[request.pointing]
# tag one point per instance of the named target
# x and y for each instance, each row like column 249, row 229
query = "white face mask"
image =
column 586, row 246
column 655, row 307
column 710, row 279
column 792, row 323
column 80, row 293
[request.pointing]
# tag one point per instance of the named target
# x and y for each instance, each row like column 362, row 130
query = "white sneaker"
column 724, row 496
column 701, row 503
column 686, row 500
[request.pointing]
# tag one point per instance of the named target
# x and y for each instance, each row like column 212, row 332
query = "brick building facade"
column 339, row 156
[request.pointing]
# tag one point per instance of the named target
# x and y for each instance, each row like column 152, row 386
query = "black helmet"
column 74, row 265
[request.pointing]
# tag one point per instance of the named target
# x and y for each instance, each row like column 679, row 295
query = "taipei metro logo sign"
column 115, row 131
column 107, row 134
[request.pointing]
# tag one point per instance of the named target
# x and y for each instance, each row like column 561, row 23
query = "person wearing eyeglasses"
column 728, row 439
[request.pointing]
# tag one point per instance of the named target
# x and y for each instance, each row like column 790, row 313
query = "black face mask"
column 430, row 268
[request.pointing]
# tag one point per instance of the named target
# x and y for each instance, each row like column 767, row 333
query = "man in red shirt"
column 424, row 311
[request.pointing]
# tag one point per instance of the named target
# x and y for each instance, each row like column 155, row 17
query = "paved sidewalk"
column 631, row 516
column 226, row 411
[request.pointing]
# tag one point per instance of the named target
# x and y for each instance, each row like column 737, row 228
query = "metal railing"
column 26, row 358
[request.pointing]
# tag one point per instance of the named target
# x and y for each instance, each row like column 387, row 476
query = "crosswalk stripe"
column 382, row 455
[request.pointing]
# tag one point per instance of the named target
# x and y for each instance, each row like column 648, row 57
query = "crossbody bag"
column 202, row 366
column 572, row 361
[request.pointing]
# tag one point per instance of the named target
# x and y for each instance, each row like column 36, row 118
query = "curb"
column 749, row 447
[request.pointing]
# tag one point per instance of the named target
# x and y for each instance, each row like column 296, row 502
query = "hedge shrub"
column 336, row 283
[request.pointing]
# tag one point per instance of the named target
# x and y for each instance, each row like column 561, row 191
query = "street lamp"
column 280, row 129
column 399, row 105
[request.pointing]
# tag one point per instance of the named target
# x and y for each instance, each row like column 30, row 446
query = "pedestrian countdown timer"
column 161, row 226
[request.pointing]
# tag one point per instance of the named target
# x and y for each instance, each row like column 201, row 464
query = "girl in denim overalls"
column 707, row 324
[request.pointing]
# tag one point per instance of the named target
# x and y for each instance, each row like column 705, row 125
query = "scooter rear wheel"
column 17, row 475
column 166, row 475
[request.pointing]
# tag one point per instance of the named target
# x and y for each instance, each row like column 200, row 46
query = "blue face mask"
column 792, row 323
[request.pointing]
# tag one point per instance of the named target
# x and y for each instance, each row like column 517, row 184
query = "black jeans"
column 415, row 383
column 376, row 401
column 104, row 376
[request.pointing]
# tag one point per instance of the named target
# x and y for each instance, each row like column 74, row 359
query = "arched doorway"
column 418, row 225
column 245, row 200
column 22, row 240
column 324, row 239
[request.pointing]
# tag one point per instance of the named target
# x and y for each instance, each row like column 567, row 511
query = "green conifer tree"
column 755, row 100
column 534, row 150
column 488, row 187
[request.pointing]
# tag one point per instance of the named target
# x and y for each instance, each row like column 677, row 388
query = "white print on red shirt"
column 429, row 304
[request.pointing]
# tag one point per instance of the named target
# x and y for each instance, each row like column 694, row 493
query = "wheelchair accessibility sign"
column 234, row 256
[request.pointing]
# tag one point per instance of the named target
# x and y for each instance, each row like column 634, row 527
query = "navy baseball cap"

AIM OF THE EXERCISE:
Transcribe the opening lines of the listing exactly, please. Stop after the line that contains "362, row 130".

RESPONSE BELOW:
[request.pointing]
# tag one point per instance of the named target
# x and y for each instance, each row like column 249, row 229
query = "white face mask"
image =
column 586, row 246
column 655, row 307
column 710, row 279
column 792, row 323
column 80, row 293
[request.pointing]
# tag one point per instance of the named target
# x and y for each instance, each row like column 362, row 130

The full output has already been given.